**Challenge**
Reproduce the whole listing, character for character.

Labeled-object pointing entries
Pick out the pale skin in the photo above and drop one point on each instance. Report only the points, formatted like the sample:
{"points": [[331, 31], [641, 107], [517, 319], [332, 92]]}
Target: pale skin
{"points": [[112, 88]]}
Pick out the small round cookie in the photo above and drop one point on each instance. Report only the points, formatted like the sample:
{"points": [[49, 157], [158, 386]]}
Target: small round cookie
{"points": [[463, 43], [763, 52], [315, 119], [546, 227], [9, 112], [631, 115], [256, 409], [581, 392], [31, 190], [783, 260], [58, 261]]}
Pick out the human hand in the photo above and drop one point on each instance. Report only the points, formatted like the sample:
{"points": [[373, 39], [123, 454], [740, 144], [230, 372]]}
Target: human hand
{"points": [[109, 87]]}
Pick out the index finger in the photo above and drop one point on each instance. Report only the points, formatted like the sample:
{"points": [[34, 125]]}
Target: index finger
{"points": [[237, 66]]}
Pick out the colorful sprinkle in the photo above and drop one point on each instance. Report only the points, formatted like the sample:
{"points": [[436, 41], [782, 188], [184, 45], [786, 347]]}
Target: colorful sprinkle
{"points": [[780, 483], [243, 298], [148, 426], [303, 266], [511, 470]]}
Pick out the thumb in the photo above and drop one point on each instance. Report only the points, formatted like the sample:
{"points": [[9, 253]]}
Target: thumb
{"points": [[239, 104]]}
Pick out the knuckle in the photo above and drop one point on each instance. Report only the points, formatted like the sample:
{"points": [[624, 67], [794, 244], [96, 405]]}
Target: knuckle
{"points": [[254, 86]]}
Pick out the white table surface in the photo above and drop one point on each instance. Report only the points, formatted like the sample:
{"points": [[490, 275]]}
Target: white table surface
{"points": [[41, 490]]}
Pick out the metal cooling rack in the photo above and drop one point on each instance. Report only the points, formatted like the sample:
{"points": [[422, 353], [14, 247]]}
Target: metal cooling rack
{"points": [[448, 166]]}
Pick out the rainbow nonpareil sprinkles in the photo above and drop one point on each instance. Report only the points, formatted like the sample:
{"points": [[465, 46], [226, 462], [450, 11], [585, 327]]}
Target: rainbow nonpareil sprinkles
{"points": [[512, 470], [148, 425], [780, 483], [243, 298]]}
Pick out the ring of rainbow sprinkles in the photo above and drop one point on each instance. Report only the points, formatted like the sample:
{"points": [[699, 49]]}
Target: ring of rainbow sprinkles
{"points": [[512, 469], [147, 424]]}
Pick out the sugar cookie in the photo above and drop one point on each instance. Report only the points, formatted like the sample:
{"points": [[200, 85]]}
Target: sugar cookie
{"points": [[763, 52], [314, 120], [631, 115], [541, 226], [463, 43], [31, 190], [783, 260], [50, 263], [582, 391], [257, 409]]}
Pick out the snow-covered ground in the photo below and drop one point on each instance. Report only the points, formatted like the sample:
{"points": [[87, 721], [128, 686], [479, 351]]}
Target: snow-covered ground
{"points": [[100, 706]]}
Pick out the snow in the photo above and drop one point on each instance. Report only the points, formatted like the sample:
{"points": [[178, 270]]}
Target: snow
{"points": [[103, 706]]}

**Correct response**
Pick out the pale skin in the photo above and drop one point on each instance. Report only the points, formatted like the sample:
{"points": [[331, 31], [641, 107], [517, 319], [332, 92]]}
Target: pale skin
{"points": [[112, 88]]}
Pick out the small round cookie in the photo above and drop one point on each instance. Report only the points, formatted like the sample:
{"points": [[49, 157], [158, 386]]}
Target: small round cookie
{"points": [[463, 43], [763, 52], [315, 119], [546, 227], [9, 112], [631, 115], [256, 409], [581, 392], [31, 190], [783, 260], [58, 261]]}
Pick out the human hand in the photo above and drop one point on each instance. Report only the points, formatted like the sample:
{"points": [[373, 39], [123, 454], [740, 144], [230, 372]]}
Target: human hand
{"points": [[109, 87]]}
Pick out the index finger in the photo above and drop one point on each instance. Report only the points, formatted like the sample:
{"points": [[34, 125]]}
Target: index finger
{"points": [[237, 66]]}
Pick out the colorful sprinkle in the photo above and drop one point on each instance. Report only the points, formatted like the sample:
{"points": [[436, 41], [782, 188], [184, 45], [786, 347]]}
Target: colorful sprinkle
{"points": [[780, 483], [243, 298], [148, 426], [303, 266], [511, 470]]}
Pick out the thumb in the photo above and drop one point on each instance. Report only the points, formatted like the sample:
{"points": [[9, 253]]}
Target: thumb
{"points": [[239, 104]]}
Pick out the knuckle in the photo above and drop one point on each instance. Report only the points, formatted like the sample:
{"points": [[624, 67], [794, 244], [96, 405]]}
Target: knuckle
{"points": [[254, 86]]}
Pick out the white table surface in the photo above and drop one point on each instance. Report only the points, formatted like the sample:
{"points": [[490, 275]]}
Target: white table surface
{"points": [[41, 490]]}
Pick out the metal cooling rack in the photo above and drop one point on each instance. Report only the points, formatted like the sample:
{"points": [[422, 353], [14, 247]]}
Target: metal cooling rack
{"points": [[448, 166]]}
Pick out the rainbow nonpareil sprinkles in the photo above and drop one point on each instance. Report only the points, formatted like the sample:
{"points": [[465, 46], [226, 462], [450, 11], [585, 327]]}
Target: rainbow nonpareil sprinkles
{"points": [[512, 470], [148, 425], [780, 483], [243, 298]]}
Pick out the ring of rainbow sprinkles in the photo above and drop one point on each instance. Report only the points, formatted like the sample:
{"points": [[699, 49]]}
Target: ring of rainbow sprinkles
{"points": [[512, 469], [147, 424]]}
Pick out the sugar cookie in the photo above and drop one point on each instance. Report only the points, formatted like the sample:
{"points": [[200, 85]]}
Target: sugar cookie
{"points": [[763, 52], [314, 120], [631, 115], [541, 226], [463, 43], [31, 190], [783, 260], [50, 263], [582, 391], [257, 409]]}
Pick out the snow-covered ground in the photo below and drop one point on each instance. Report only the points, formatted like the sample:
{"points": [[87, 721], [128, 686], [479, 351]]}
Target: snow-covered ground
{"points": [[100, 706]]}
Pick out the snow in the photo above and drop one point on each instance. Report only the points, formatted like the sample:
{"points": [[178, 270]]}
Target: snow
{"points": [[103, 706]]}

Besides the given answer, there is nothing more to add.